REQUIRED WORK = Please update the rows below so that "drop a single pin" reads "place one marker" in each one, keeping all other wording the same.

******************************

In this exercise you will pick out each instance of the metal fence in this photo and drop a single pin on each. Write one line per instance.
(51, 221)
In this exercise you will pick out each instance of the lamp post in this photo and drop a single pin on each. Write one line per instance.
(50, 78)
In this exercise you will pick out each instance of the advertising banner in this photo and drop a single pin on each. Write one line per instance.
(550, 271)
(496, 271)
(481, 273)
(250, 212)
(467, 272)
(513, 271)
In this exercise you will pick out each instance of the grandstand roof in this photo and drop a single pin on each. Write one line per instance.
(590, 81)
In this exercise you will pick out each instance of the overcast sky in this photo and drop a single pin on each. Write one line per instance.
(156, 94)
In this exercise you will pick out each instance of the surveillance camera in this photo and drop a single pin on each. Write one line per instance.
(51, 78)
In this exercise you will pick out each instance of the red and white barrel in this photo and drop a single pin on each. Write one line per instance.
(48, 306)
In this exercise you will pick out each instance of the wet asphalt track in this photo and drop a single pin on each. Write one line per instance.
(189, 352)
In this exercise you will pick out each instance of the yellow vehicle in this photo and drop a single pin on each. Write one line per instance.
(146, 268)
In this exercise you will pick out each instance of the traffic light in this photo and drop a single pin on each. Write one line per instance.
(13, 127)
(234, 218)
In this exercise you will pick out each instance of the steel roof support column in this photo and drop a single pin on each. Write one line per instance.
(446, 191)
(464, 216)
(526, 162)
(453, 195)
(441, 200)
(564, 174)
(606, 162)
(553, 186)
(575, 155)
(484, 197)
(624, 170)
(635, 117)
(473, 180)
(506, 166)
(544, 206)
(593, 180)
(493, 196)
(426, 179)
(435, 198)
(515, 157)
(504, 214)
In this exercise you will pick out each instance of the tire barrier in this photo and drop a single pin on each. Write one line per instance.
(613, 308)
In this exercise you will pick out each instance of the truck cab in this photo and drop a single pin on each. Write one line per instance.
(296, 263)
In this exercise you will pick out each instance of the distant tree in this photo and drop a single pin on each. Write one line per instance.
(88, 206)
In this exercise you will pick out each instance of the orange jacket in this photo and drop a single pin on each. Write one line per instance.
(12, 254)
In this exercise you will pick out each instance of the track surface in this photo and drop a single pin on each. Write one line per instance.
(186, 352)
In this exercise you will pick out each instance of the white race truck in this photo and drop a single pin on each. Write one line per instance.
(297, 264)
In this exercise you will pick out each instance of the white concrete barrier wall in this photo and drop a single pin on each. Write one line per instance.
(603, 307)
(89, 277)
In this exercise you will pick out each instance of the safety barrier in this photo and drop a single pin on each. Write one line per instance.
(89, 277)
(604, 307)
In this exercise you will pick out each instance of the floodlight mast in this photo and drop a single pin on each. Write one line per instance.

******************************

SOLUTION FOR THIS EXERCISE =
In this exercise you will pick out each instance of the metal fence in this photo and place one marker on each. Write one line per instance.
(51, 221)
In this exercise you will pick out each instance of the lamp post in this photo and place one marker on each. Write one line per instance.
(50, 78)
In this exercise you will pick out each instance of the advertising banner in this photo and place one marker on each. Write one line per instance.
(550, 271)
(496, 271)
(481, 273)
(250, 212)
(467, 272)
(513, 271)
In this exercise you will pick out each instance of the grandstand roof in this photo and place one marker on each. Write one line per instance.
(590, 81)
In this exercise you will pick out each instance of the overcast sky in this photo and place one marker on each. Write one line per instance.
(156, 94)
In this exercise you will pick out each instance of the surveillance camera in this photo and place one marker on each. Write one line per instance.
(51, 78)
In this exercise you will pick out each instance of the red and white barrel in this photo and place one marker on each. Write one line per instance.
(48, 306)
In this exercise you will pick out each instance of the wet asphalt track in this photo and place one marker on each. Write one line per instance.
(189, 352)
In this exercise you will pick out each instance of the yellow vehicle in this photo and place one marker on each. Write one line per instance.
(146, 268)
In this exercise you will pick out each instance of the traffic light in this photo and place one marker on each. Write one line per instance.
(13, 127)
(234, 218)
In this exercise you will pick out each instance of the steel roof support column in this photo and place one marker on each. Write one line per instance.
(446, 191)
(464, 216)
(526, 162)
(453, 195)
(441, 200)
(564, 174)
(606, 162)
(553, 186)
(575, 155)
(484, 197)
(624, 170)
(635, 117)
(473, 180)
(506, 166)
(544, 206)
(593, 180)
(493, 196)
(426, 179)
(435, 198)
(515, 157)
(504, 214)
In this exercise you will pick out each instance of the tire barrier in this photo and place one marker on each. Write one line per instance.
(613, 308)
In this exercise you will pick out each instance of the truck cab in this photo and place one marker on each. Write one line per instance.
(296, 263)
In this exercise you will pick out each instance of the distant tree in this photo and place one marker on each. Write one line per instance.
(88, 206)
In this exercise you will pick out each instance of the orange jacket in this photo and place one marker on each. Write one line per instance.
(12, 254)
In this exercise you will pick out each instance of the track surface in this photo and place one marker on each. Write one line per instance.
(186, 352)
In this exercise you will pick out each instance of the white race truck in this photo and place one marker on each. Write one line per instance.
(297, 264)
In this exercise you will pick out each instance of the white concrete barrier wall in this photo and place one marker on each. Write one line per instance.
(603, 307)
(89, 277)
In this exercise you will pick out each instance of the safety barrier in this photo and place one marker on each. Write one line per instance.
(89, 277)
(604, 307)
In this exercise you will pick out each instance of the floodlight mast in this photo and place one marker on each. Write one line per instance.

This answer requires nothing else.